▶ BRIEF
Convert the listing, from its first line up to and including the line with "box: [0, 101, 143, 333]", into a Markdown table with the columns Row and Line. Number each line and leave out any blank lines.

++++++++++

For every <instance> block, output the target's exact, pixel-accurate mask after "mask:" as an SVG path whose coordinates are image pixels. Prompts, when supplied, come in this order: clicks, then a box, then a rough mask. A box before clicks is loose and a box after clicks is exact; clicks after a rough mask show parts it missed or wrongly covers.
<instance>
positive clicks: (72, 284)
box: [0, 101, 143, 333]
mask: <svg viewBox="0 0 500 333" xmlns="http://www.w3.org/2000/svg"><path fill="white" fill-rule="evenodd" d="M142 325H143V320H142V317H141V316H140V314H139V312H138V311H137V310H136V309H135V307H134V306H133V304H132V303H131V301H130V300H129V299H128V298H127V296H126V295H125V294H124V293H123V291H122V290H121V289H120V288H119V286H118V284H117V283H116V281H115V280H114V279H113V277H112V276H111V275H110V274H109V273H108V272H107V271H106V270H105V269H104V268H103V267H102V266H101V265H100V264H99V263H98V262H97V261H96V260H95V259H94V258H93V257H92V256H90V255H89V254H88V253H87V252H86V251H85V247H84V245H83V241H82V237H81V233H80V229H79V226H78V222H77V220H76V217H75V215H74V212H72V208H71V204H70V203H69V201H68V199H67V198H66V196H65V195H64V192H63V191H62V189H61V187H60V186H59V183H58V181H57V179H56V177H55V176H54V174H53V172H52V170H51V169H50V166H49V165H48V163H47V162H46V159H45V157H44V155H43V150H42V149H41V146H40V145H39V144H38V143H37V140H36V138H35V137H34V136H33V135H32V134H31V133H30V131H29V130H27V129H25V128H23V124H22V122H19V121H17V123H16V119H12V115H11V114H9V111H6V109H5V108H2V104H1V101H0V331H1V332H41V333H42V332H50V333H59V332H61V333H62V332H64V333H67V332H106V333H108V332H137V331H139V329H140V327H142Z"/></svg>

++++++++++

▶ COMPLETED TASK
| Row | Line |
|---|---|
| 1 | For every <instance> block, output the target's exact, pixel-accurate mask after "mask:" as an SVG path whose coordinates are image pixels. Prompts, when supplied, come in this order: clicks, then a box, then a rough mask. A box before clicks is loose and a box after clicks is exact; clicks after a rough mask show parts it missed or wrongly covers. |
| 2 | <instance> |
| 3 | positive clicks: (72, 284) |
| 4 | box: [0, 101, 143, 333] |